--- Items ---
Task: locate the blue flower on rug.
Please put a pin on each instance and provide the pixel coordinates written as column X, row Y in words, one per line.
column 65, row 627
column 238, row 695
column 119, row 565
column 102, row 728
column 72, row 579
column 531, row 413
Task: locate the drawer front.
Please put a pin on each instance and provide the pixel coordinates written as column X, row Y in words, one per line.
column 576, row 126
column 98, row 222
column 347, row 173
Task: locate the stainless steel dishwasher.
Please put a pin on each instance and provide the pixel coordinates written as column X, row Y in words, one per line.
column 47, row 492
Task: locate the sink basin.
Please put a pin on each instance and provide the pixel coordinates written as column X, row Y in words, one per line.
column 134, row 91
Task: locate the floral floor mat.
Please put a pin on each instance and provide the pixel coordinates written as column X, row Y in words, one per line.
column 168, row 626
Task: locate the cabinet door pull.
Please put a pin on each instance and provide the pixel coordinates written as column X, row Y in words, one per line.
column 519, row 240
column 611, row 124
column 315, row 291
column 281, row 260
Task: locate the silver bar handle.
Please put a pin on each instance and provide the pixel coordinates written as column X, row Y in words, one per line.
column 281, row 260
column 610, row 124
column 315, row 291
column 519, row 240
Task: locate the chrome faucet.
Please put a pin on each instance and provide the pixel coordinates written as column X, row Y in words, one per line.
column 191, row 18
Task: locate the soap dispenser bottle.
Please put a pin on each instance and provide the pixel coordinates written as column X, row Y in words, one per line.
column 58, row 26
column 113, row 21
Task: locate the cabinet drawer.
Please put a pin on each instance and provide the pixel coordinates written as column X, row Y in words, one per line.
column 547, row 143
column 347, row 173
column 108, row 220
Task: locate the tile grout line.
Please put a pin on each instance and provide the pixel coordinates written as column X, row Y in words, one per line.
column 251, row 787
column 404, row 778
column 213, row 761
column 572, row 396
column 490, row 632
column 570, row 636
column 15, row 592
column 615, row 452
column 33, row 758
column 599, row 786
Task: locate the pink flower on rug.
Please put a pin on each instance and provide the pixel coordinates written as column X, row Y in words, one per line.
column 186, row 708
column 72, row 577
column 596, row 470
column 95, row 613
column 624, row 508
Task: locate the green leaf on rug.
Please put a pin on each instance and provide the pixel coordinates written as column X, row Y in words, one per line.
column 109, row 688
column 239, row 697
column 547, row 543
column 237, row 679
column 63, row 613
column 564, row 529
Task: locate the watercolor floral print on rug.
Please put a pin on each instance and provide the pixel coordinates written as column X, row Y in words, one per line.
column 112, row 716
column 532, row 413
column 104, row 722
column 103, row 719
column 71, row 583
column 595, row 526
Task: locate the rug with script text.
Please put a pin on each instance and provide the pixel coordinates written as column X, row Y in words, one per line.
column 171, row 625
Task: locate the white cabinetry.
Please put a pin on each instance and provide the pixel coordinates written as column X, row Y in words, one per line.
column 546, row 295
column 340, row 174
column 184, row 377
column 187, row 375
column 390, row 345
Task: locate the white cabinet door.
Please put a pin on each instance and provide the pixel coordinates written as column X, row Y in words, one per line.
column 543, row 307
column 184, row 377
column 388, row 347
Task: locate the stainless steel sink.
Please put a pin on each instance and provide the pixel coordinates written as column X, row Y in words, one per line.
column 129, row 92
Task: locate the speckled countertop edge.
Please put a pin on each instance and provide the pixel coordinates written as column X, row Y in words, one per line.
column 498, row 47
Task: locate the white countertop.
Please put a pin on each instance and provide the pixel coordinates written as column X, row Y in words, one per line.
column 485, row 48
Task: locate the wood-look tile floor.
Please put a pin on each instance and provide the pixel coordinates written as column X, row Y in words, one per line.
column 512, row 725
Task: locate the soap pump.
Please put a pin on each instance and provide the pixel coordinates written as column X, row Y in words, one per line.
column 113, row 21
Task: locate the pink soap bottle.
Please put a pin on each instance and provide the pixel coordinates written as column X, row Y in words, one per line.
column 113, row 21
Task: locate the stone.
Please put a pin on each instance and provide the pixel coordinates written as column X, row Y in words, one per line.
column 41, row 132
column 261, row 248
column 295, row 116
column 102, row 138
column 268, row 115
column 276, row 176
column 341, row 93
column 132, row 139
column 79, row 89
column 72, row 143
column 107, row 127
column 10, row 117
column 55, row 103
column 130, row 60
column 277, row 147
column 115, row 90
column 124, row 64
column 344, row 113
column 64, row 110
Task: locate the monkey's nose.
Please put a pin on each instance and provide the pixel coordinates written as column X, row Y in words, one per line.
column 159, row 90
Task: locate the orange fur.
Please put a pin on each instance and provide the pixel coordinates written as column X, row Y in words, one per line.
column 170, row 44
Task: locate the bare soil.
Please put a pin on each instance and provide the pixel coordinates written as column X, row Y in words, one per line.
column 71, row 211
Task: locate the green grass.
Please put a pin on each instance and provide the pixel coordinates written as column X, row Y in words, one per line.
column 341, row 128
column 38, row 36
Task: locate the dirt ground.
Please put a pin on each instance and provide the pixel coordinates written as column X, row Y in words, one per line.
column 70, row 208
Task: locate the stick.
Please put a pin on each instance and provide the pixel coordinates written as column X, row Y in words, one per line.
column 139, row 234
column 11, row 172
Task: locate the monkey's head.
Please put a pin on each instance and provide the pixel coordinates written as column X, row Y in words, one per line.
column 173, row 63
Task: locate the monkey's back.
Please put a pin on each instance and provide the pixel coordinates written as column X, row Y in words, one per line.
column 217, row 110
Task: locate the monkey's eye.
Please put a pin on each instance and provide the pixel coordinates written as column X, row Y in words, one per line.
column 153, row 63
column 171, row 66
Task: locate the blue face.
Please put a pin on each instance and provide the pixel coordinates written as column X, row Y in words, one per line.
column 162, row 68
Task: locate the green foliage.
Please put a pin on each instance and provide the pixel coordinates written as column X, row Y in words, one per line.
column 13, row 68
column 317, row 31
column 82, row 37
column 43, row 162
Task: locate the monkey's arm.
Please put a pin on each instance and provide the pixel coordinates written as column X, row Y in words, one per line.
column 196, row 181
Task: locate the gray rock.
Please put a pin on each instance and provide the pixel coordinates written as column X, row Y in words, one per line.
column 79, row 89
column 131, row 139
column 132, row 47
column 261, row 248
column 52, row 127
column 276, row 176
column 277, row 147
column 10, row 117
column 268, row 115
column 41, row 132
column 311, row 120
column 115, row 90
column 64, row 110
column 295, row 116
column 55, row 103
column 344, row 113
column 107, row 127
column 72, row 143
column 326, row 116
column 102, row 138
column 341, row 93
---
> Written instruction: Can you reproduce word for word the entries from the line with "Task: locate the blue face." up to and including the line with "column 162, row 68"?

> Solution:
Task: locate the blue face.
Please put a pin on each instance and provide the pixel coordinates written as column X, row Y in words, one per line.
column 162, row 68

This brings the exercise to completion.